Passage shown -
Among male workers (shown in Table 6), low-skill MCA immigrants have substantially weaker returns to labor market experience and educational investments than do native workers of every race. Specifically, while each year of schooling increases white men’s wages by about 4.3%, the rate of return for MCA immigrants is between 0.6% and 1.0%. Undocumented MCA immigrants fare particularly poorly, with small and/or nonsignificant returns to experience, education, and union membership – a finding consistent with prior research (Hall et al. 2010). In comparison to their documented counterparts, undocumented men also receive smaller gains to speaking English well and are penalized more for being a recent arrival. The native low-skill groups receive similar average returns to human capital, although white men appear to fare somewhat better than Latino or black men.
Most importantly, the results indicate that undocumented migrants receive weaker compensating differentials for employment in hazardous occupations. Occupational fatality is associated with a modest wage premium for documented MCA and all native workers, but undocumented MCA immigrants receive no such compensating differential for working in jobs with high fatality rates. Similar differences are observed for exposure to toxic materials and exposure to heights, with compensating differentials associated with those types of occupational risk being weaker among undocumented MCA men than among documented ones and native men. Three of the seven measures of job hazard are associated with negative differentials: physical strain, repetitive motioning, and exposure to radiation/disease. These wage deficits may reflect relatively weak labor demand or be due to job amenities, such as reduced effort (physical or mental), flexible or convenient work hours, or fringe benefits.21 Alternatively, these jobs may be socially stigmatized and devalued due to characterizations as “dirty” labor, having high concentrations of immigrants (Waldinger and Lichter 2003) or being associated with female work (Cohen and Huffman 2003; England et al. 2007; Levanon et al. 2009).22 That undocumented migrants tend to have small negative differentials on these dimensions may be a promising sign; however, it also highlights the overall compression of their wages. In the sample of SIPP data, undocumented men not only have lower average wages than any other group, but they have significantly less wage variation.23
Parallel results for women are shown in Table 7. Among low-skill female workers, evidence that compensating differentials vary by legal status is weaker; this is consistent with results from Table 5, implying that legal status is less influential in determining women’s economic well-being than men’s. Yet, female undocumented workers have weaker wage premiums associated with exposure to toxic material and to heights than do other workers (both documented and native-born). Several of the dimensions of occupational risk have null effects and others register negative signs, suggesting that workers in occupations with high levels of physical strain and radiation/disease are paid less than workers in other jobs.
Although the Great Recession of 2008 has slowed the steady arrival of unauthorized immigrants to the United States, their overall population and share of the low-skill labor force remains substantial (Passel et al. 2012; Warren and Warren 2013). Moreover, their presence in American workplaces and labor markets remains a source of volatile political and cultural debate, with questions concerning the extent to which they compete with native workers over a limited set of jobs gaining increased salience during tough economic times. Central to these arguments is the question of whether the jobs that immigrants and natives hold are equivalent or if the two groups are concentrated in different sectors of the economy. Potential labor segmentation is especially relevant for unauthorized migrants whose vulnerable and precarious situation makes them both more susceptible to employer exploitation and abuse, and more willing to tolerate such occupational settings to avoid being exposed.

Assignment - Pick up the passage on job hazards and wages for undocumented immigrant workers and keep writing from its final sentence.

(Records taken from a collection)

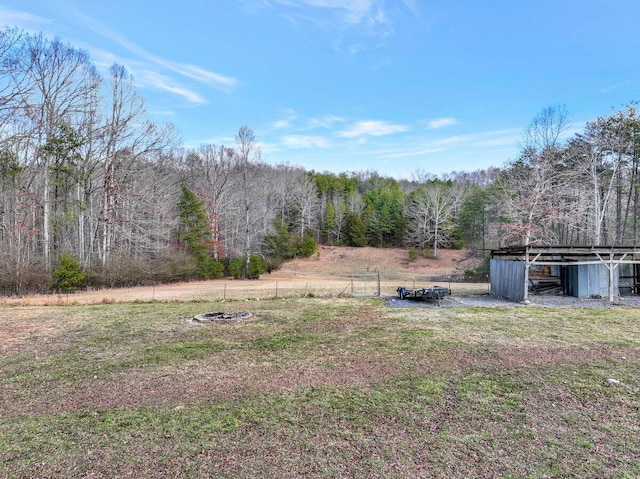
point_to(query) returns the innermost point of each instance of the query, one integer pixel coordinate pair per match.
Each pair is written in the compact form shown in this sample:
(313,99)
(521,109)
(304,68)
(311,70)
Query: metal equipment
(434,293)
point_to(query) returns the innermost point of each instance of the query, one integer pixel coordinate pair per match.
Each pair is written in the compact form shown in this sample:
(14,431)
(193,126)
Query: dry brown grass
(326,275)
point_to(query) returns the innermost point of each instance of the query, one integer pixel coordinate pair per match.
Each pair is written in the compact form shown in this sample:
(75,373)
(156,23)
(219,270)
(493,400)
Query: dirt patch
(327,274)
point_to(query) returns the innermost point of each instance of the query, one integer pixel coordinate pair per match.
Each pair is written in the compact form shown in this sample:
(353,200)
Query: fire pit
(222,317)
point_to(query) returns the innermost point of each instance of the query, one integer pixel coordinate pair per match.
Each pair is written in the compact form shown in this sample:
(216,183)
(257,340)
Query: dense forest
(92,192)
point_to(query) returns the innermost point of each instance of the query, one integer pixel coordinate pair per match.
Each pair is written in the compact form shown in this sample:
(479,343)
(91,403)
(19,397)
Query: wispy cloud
(165,83)
(327,121)
(441,123)
(361,24)
(24,20)
(215,80)
(305,141)
(372,128)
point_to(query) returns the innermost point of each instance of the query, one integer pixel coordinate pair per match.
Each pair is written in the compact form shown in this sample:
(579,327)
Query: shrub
(307,245)
(235,266)
(255,267)
(68,276)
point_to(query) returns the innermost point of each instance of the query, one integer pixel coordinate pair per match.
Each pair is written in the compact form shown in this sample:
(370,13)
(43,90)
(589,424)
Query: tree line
(89,183)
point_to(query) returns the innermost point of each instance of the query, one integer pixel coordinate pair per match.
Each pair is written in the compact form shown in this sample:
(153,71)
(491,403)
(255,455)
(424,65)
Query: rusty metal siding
(507,279)
(592,280)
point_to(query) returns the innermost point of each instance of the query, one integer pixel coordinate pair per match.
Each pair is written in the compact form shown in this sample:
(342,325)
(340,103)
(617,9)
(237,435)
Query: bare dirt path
(326,274)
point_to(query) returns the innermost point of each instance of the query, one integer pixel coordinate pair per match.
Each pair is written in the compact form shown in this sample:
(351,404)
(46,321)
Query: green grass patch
(319,388)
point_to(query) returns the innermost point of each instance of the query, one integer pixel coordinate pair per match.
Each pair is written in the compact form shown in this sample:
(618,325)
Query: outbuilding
(581,271)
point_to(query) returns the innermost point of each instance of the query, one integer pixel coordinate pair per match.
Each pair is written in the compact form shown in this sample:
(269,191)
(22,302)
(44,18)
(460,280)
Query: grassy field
(319,388)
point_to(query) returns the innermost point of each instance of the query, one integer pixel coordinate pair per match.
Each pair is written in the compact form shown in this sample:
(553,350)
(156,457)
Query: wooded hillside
(87,177)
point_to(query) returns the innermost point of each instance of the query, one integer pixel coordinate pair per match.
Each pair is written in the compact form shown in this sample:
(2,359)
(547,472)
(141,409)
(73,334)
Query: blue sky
(347,85)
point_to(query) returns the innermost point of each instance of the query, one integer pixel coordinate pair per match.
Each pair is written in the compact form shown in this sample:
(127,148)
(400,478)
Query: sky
(397,87)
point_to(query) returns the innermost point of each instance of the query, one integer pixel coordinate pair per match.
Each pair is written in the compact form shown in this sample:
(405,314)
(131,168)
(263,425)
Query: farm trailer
(434,293)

Expected answer -
The purpose of this paper is to assess this claim by examining the costs of “being illegal” for workers’ occupational environments. Although previous work has consistently found that immigrants – particularly Mexicans– have enhanced odds of being employed in dangerous, risky, or hazardous settings, extant research has been unable to assess the role of legal status in generating these differentials and has typically only examined single dimensions of job hazard. We overcome the inability to identify unauthorized workers by using a strategy to impute the documentation status of Mexican and Central American immigrants in the Survey of Income and Program Participation. These data are then linked to occupation-specific information on fatalities and various risk factors from the Bureau of Labor Statistics and Department of Labor.
Overall, we find mixed evidence for the role of legal status on occupational danger. In particular, the results show that in comparison to native workers and legal Mexican immigrants, low-skill undocumented Mexicans – particularly men – have the highest level of occupational hazard on three of the seven dimensions of risk that we assess, including work characterized by physical strain, exposure to heights, and repetitive motion. On another two dimensions – occupational fatality and environmental exposure – undocumented immigrants have very high levels of job risk but do not differ from documented immigrants. However, with respect to two of the potentially most dangerous forms of work-related risk – exposure to toxic materials and exposure to radiation/disease – the jobs in which undocumented immigrants are concentrated have among the lowest levels of risk.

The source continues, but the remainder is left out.